[Saved data entries]
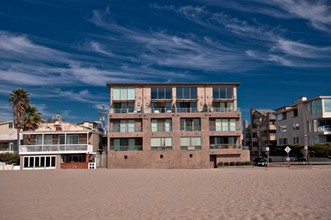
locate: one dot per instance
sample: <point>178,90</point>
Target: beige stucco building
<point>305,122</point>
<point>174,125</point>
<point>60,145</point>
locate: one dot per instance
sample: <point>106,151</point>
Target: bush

---

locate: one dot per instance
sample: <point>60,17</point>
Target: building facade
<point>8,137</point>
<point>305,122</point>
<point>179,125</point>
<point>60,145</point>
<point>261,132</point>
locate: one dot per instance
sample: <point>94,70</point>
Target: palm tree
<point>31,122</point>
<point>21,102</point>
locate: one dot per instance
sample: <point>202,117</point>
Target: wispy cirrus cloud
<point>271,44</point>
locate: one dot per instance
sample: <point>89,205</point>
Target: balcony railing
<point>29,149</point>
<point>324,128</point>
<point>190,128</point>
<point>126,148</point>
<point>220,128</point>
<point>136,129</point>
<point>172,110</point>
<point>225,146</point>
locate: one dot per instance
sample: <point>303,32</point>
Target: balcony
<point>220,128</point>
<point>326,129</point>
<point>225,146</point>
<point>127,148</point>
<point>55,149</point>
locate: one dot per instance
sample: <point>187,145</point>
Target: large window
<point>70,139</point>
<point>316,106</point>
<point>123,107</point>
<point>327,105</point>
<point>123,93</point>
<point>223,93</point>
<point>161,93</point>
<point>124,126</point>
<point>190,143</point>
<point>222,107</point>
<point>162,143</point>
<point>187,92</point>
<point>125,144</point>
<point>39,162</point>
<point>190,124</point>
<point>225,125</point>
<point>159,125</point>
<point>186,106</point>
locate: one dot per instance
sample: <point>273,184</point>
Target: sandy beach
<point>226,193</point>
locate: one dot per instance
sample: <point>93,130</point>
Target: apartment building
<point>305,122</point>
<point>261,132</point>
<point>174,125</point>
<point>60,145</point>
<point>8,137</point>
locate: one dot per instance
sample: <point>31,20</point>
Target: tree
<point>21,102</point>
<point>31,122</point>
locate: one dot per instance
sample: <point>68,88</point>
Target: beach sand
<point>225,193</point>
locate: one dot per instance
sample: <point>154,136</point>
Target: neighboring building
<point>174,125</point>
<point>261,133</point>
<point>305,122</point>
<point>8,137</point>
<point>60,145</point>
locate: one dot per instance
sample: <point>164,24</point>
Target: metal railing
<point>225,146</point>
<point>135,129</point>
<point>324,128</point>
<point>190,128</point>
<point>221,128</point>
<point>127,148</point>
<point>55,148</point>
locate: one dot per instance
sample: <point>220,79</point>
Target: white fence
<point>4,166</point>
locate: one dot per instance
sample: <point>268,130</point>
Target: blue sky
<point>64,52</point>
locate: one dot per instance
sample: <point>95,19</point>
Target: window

---

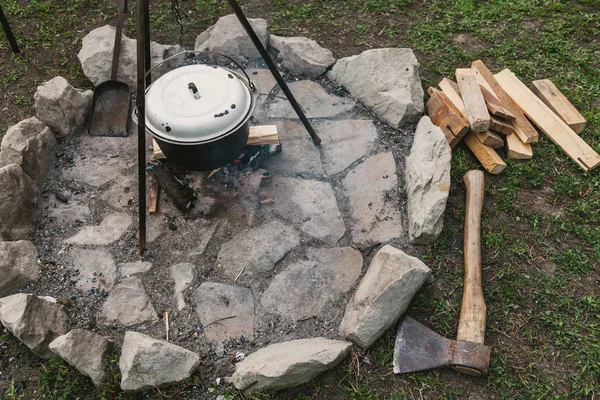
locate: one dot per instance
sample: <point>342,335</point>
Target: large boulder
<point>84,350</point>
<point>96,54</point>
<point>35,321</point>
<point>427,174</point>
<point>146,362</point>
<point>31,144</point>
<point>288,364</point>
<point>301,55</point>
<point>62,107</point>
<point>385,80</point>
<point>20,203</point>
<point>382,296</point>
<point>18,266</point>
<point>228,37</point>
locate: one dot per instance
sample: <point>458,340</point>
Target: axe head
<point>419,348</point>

**DIRECTIONS:** Report each line in the data above that contains the string "balcony". Case counts.

**ANSWER TO THE TASK:**
Target: balcony railing
Target: balcony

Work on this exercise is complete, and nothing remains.